# [Given request A]
From the entries below, put everything from the line containing "Q: For each instance of the round" down to the last line of the entries into a numbered list, leaving out blank lines.

# [Document text]
begin

Kelly Casteel

This two-part ad is from the August 2003 issue of Andy Warhol's Interview magazine. This particular issue, the "music issue," exclusively features interviews between musicians. The focus on music is reflected in the advertising, particularly in the 40-page "special advertising section" from which I took this two-page ad. The advertising section itself is called "Rock 'n' Roll Rules" and offers 20 ads from companies[1] whose products include cars, clothing, beverages, and hair products in varying price ranges. The demographics that these companies target overlap to some degree but they are by no means all the same; thus, it is important to note that none of the companies or products are related directly to music production or performance (i.e. there is no record label ad or brand of guitar featured). Rather, these brands and their products featured in ads on the right-hand pages are linked to music and to each other by the accompanying painted image on the left-hand pages - the "artwork created specially by Ruben Toledo" for the spread.

Toledo's illustrations link the product/brand to music by providing a narrative of the product "in action," usually by featuring a generic image of a musician (denoted by the possession of a guitar or microphone) performing while at the same time explicitly or implicitly using/wearing the product. The connection between product and music is further tied together through a caption at the bottom of each illustration Æ this is the "rock 'n' roll rule" of the ad after which the section is titled. Toledo takes as his audience the (usually male) aspiring musician; each caption ("rule") instructs the reader to "Let your hair down!"[2], "Blow your own Horn!"[3] or "Be bubbly in public!"[4] in order to be more "rock 'n' roll." This is presumably accomplished by buying, using, or wearing the product denoted by the brand name scrawled somewhere in the illustration.

The 2(x)ist ad for men's jeans presents a closely-cropped image of a man's crotch in tight jeans that reveal the obvious bulge of his penis. The caption of the 2(x)ist ad, "Get into our jeans," instructs the target audience male to wear the jeans while implying that the size of his "bulge" might make getting into them difficult. The visibility of the bulge, however, is desirable as it displays the penis and thus acts as an indicator of masculinity. On the opposite page, Toledo's interpretation presents a musician (who not coincidentally resembles rock star Lenny Kravitz) playing the body of a woman like a guitar, using her hair for strings. The musician is surrounded by a group of several men and two women who, except for one man wearing jeans in the center, are wearing nothing but 2(x)ist underwear. The caption "Dare to bare!" at the bottom of the illustration provides another "rock 'n' roll rule" which links music to sex and women to the role of "instrument" in sexual relationships for the aspiring male musician.

end

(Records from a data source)
begin

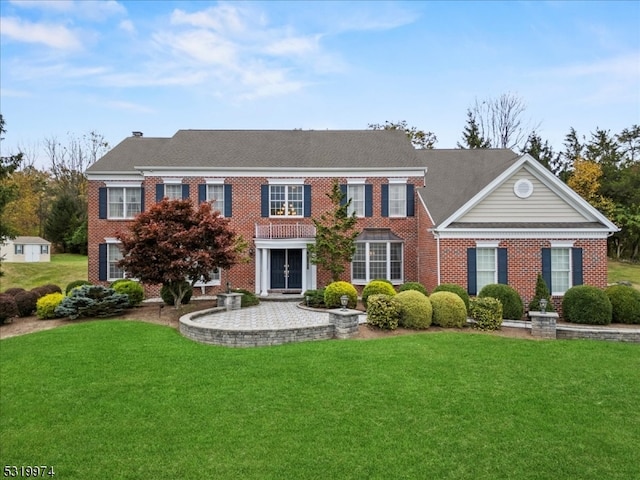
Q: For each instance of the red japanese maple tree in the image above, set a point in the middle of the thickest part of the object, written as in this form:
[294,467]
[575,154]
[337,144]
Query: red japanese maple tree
[172,242]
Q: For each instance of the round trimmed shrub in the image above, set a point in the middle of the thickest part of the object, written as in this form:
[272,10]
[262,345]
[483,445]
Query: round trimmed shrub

end

# [Given request B]
According to the essay on the Interview magazine advertising section, which issue of the magazine was the two-part ad taken from?

# [Result A]
1. Q: For each instance of the round trimmed shrub in the image above, set a point in the middle of the thickest part of the object, written as in this form:
2. [272,10]
3. [262,345]
4. [483,445]
5. Query: round trimmed shrub

# [Result B]
The August 2003 issue, the "music issue."